Document extract.
Your Mandatory Covid-19 Vaccine

Yeah... .you can try to make the same claim about the polio vaccine in 1956.... but most workplaces, schools and government offices made it a requirement.
Months after it was out? Polio has a higher percentage of long term effects and we didn't have the same safety standards for drugs back then that we do now.
 
Months after it was out? Polio has a higher percentage of long term effects and we didn't have the same safety standards for drugs back then that we do now.

Yes... months after the vaccine was generally available many workplaces made it a requirement. State Legislatures including North Carolina passed laws requiring all state workers and teachers get it. Most private employers followed that lead.
 
I think employees who opt out of vaccination should be given a chance to continue employment if they follow current companies' spread prevention rules (vaccination not withstanding).
Following spread prevention, true, is better than not following. But there can still be spread.

And having everyone vaccinated is better than only following spread prevention. There will be the least amount of spread.

So, if an employer wants the currently best possible counter-measure, they must opt for forced vaccinations.
https://www.cnbc.com/2021/04/23/mit...ndoors-at-6-feet-or-60-feet-in-new-study.html

MIT researchers say you’re no safer from Covid indoors at 6 feet or 60 feet in new study challenging social distancing policies
  • An MIT study showed that people who maintain 60 feet of distance from others indoors are no more protected than if they socially distanced by just 6 feet.
  • According to the researchers, other calculations of the risk of indoor transmission have omitted too many factors to accurately quantify that risk.
  • “We need scientific information conveyed to the public in a way that is not just fear mongering but is actually based in analysis,” the author of the study said.
The risk of being exposed to Covid-19 indoors is as great at 60 feet as it is at 6 feet — even when wearing a mask, according to a new study by Massachusetts Institute of Technology researchers who challenge social distancing guidelines adopted across the world.

MIT professors Martin Z. Bazant, who teaches chemical engineering and applied mathematics, and John W.M. Bush, who teaches applied mathematics, developed a method of calculating exposure risk to Covid-19 in an indoor setting that factors in a variety of issues that could affect transmission, including the amount of time spent inside, air filtration and circulation, immunization, variant strains, mask use, and even respiratory activity such as breathing, eating, speaking or singing.

Bazant and Bush question long-held Covid-19 guidelines from the Centers for Disease Control and Prevention and the World Health Organization in a peer-reviewed study published earlier this week in Proceedings of the National Academy of Science of the United States of America.

“We argue there really isn’t much of a benefit to the 6-foot rule, especially when people are wearing masks,” Bazant said in an interview. “It really has no physical basis because the air a person is breathing while wearing a mask tends to rise and comes down elsewhere in the room so you’re more exposed to the average background than you are to a person at a distance.”

The important variable the CDC and the WHO have overlooked is the amount of time spent indoors, Bazant said. The longer someone is inside with an infected person, the greater the chance of transmission, he said.

Opening windows or installing new fans to keep the air moving could also be just as effective or more effective than spending large amounts of money on a new filtration system, he said.

Bazant also says that guidelines enforcing indoor occupancy caps are flawed. He said 20 people gathered inside for 1 minute is probably fine, but not over the course of several hours, he said.

Problems and tasks.
a: According to the thread, why does Bazant say there isn't much benefit to the 6-foot rule when people wear masks? Answer in one to three sentences.
b: Reproduce the stretch of the thread from "MIT researchers say" through "across the world.".

Dataset extract.
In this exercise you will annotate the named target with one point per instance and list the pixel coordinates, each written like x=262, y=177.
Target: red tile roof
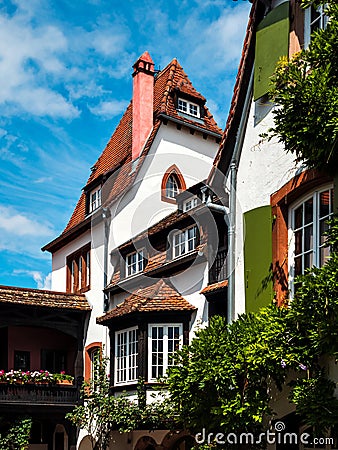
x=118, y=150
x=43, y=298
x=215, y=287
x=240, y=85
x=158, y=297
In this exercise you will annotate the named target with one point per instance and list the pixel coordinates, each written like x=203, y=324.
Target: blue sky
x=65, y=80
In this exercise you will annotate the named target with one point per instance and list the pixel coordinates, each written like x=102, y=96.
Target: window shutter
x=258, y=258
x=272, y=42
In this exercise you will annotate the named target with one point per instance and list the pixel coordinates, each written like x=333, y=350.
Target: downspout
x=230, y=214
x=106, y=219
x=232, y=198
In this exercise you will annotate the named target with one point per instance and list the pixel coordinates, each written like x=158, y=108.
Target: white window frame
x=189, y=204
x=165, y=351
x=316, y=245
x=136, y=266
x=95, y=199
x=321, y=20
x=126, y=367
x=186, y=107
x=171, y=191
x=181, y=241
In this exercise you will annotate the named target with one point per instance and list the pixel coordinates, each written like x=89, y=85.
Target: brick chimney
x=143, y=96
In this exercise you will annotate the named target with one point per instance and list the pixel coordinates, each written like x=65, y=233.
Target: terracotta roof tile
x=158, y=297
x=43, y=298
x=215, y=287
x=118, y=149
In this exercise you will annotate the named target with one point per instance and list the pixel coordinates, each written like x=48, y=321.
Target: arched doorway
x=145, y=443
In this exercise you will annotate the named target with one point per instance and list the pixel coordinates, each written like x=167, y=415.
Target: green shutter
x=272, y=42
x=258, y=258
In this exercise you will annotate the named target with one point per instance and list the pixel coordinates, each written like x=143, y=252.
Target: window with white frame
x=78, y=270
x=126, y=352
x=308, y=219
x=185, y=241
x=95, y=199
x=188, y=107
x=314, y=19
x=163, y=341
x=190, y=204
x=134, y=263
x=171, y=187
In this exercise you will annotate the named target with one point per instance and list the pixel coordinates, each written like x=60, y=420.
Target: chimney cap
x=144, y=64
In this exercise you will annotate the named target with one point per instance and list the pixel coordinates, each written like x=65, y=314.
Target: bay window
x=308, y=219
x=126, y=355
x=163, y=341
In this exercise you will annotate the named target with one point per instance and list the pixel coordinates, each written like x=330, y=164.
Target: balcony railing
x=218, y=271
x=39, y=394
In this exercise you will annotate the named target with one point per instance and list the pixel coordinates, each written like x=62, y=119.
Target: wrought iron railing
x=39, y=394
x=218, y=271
...
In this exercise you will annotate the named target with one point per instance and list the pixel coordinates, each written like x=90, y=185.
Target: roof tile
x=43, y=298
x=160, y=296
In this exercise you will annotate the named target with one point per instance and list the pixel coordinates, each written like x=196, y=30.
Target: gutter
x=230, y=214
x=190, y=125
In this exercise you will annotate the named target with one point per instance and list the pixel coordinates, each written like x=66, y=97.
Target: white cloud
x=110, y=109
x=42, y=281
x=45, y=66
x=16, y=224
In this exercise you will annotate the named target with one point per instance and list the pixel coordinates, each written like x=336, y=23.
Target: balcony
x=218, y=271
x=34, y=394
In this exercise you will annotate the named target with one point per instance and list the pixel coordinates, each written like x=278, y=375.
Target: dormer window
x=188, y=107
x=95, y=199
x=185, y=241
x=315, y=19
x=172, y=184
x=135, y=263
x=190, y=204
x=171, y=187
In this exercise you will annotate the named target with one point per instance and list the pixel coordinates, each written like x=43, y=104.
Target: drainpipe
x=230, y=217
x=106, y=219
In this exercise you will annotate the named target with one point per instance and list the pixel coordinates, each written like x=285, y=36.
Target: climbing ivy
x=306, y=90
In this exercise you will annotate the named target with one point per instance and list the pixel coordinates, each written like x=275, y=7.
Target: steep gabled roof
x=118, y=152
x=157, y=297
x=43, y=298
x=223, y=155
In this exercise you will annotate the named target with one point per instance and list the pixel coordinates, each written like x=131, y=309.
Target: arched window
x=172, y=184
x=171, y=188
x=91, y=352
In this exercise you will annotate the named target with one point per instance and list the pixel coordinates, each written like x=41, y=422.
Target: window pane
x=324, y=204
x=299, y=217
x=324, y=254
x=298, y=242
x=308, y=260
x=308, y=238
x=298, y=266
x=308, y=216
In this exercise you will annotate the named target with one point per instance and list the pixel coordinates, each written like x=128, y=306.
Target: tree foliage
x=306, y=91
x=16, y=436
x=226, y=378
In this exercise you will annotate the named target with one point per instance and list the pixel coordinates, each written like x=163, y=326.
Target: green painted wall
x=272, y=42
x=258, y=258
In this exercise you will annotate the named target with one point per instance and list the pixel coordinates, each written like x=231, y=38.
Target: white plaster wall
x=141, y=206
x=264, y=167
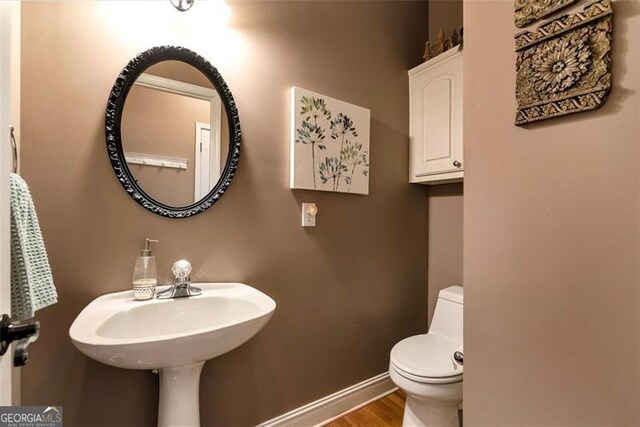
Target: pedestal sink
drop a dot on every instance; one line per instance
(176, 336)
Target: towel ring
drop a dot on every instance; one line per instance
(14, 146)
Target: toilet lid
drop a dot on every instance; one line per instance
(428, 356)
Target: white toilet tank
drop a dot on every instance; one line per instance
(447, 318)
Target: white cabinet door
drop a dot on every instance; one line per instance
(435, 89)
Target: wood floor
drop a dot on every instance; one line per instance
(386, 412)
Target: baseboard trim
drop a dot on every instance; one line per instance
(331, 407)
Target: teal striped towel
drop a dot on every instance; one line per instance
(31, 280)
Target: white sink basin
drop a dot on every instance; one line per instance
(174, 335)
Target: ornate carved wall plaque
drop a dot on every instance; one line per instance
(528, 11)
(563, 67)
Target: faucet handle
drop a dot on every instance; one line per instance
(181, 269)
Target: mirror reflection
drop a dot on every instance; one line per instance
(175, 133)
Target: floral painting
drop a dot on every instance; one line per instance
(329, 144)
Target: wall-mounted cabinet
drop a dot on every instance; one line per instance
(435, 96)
* * *
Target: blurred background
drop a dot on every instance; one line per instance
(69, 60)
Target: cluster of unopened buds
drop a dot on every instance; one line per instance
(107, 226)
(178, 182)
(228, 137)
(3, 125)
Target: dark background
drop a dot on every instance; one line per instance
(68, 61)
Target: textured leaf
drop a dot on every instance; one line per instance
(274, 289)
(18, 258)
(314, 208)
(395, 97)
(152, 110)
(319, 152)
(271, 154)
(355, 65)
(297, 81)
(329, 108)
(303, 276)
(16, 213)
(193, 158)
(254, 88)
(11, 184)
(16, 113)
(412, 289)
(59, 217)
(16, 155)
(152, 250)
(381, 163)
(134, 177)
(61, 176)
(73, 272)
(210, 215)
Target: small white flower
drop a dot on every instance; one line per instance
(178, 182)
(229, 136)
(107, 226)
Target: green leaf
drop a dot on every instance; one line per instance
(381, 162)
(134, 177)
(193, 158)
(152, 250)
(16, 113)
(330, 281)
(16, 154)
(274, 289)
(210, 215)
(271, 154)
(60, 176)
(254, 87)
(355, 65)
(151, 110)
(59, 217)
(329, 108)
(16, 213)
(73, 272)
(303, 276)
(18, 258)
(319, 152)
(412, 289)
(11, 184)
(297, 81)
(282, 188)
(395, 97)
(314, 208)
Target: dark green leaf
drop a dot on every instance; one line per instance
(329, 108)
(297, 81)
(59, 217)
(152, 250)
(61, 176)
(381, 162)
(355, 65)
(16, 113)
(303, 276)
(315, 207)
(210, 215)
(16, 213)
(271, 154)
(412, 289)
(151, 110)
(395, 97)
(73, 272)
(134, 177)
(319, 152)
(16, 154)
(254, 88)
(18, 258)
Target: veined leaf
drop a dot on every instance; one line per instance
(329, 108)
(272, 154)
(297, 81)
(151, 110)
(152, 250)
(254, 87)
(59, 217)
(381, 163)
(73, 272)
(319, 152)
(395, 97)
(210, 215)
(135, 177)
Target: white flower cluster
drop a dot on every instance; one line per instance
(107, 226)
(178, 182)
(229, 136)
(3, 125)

Numbered answers.
a: Bazant says the rule has no physical basis. The air a person breathes while wearing a mask tends to rise and then come down elsewhere in the room, so you are more exposed to the average background air than to a person at a distance.

b:
MIT researchers say you’re no safer from Covid indoors at 6 feet or 60 feet in new study challenging social distancing policies
  • An MIT study showed that people who maintain 60 feet of distance from others indoors are no more protected than if they socially distanced by just 6 feet.
  • According to the researchers, other calculations of the risk of indoor transmission have omitted too many factors to accurately quantify that risk.
  • “We need scientific information conveyed to the public in a way that is not just fear mongering but is actually based in analysis,” the author of the study said.
The risk of being exposed to Covid-19 indoors is as great at 60 feet as it is at 6 feet — even when wearing a mask, according to a new study by Massachusetts Institute of Technology researchers who challenge social distancing guidelines adopted across the world.